Text provided =
-- start --
There are lots of news details at the links. But what's interesting about this particular "John Doe" is this -
The first time Doe was required to bury intelligence was in 2000, before Bush was inaugurated and probably before he was (s)elected. Which reminds me that the Niger embassy in Rome was burgled (and therefore the plot to forge the Niger documents was presumably in place) in early January 2001, before Bush was inaugurated. In other words, they've been setting up their Neocon moves since before Bush was put into office.
This may be tin-foil-hat territory but Hampsher notes the two of the officers in the CIA's Counter Proliferation Division, Plame and this man, both "most closely involved with ascertaining just who in the Middle East has what kind of WMD had their careers ruined, and in the process, their ability to provide accurate information that might prevent war."

Oh well, maybe the suit is bogus, and, even if it isn't, this is just a coincidence. But part of figuring out what's going on in the world, and then dealing with it in a sensible way, is seeing patterns. That's now called "connecting the dots" and is supposed to be good thing if you can do it. This is mighty odd.

And what was said about how we had to go to war immediately, all those words, are in the air. The chickens came home. They're roosting.

Chicken Number Two: The Law Is What I Say It Is

The week began with this, a Boston Globe analysis covering how President Bush has "quietly claimed the authority to disobey more than 750 laws enacted since he took office."

That is discussed in these pages as one of the Tuesday Tidbits, and on Tuesday it seemed that this was not something really new, but something the press had finally decided to notice as the president's poll numbers were astonishingly low and it was a target of opportunity, and thus it was time for these seven hundred and fifty particular chickens to come home and roost, and no one would do anything about it. Senator Feingold has introduced a "letter of censure" he thought the Senate ought to send down the street to the president, but that had been thoroughly buried by the senate Republicans, with the cooperation of all but three leading Democrats. They other Democrats got scared - focus groups or consultants warned them off.

But the press has some power, or they follow the ever-changing zeitgeist for profit and fame, and two days later the same Boston Globe reporter reported this -
The chairman of the Senate Judiciary Committee, accusing the White House of ''very blatant encroachment" on congressional authority, said yesterday he will hold an oversight hearing into President Bush's assertion that he has the power to bypass more than 750 laws enacted over the past five years.

''There is some need for some oversight by Congress to assert its authority here," Arlen Specter, Republican of Pennsylvania, said in an interview. ''What's the point of having a statute if ... the president can cherry-pick what he likes and what he doesn't like?"

Specter said he plans to hold the hearing in June. He said he intends to call administration officials to explain and defend the president's claims of authority, as well to invite constitutional scholars to testify on whether Bush has overstepped the boundaries of his power.
What changed? He suddenly noticed the chickens had come home and were roosting - so why not? He can follow the ever-changing zeitgeist for profit and fame too.
-- end --
Short exercise 1 = Decide whether each statement below agrees with the commentary on chickens coming home to roost, answering yes or no and quoting the deciding words: (a) The Boston Globe analysis says President Bush claimed the authority to disobey more than 750 laws. (b) Specter plans to hold the oversight hearing in July. (c) Senator Feingold introduced a "letter of censure."

The records =
-- start --
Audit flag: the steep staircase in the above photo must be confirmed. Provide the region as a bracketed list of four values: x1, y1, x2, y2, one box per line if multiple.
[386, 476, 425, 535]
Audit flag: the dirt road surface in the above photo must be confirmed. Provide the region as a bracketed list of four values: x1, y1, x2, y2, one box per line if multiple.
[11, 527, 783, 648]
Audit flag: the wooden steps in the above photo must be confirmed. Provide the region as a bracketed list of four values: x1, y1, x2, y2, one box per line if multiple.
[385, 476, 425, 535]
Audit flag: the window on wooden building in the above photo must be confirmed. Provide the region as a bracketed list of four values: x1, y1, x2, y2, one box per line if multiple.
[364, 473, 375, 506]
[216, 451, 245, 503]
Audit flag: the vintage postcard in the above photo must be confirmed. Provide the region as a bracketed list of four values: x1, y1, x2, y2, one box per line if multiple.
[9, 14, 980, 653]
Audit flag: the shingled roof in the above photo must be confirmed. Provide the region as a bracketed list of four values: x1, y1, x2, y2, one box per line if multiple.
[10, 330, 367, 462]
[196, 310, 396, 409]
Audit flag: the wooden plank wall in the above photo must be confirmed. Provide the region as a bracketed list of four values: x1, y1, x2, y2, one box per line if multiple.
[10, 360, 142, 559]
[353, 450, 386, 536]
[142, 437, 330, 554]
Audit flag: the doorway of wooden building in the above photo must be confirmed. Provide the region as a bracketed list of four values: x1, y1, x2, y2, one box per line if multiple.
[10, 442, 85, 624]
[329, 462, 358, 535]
-- end --
Short exercise 2 = Convert the entries above into a JSON list of strings with one string per line and no blank lines. Start with the line containing "Audit flag: the shingled" and continue through the line containing "[196, 310, 396, 409]".

Exercise answer 1 =
(a) Yes: "quietly claimed the authority to disobey more than 750 laws enacted since he took office."
(b) No: "Specter said he plans to hold the hearing in June."
(c) Yes: "Senator Feingold has introduced a "letter of censure""

Exercise answer 2 =
[
  "Audit flag: the shingled roof in the above photo must be confirmed. Provide the region as a bracketed list of four values: x1, y1, x2, y2, one box per line if multiple.",
  "[10, 330, 367, 462]",
  "[196, 310, 396, 409]"
]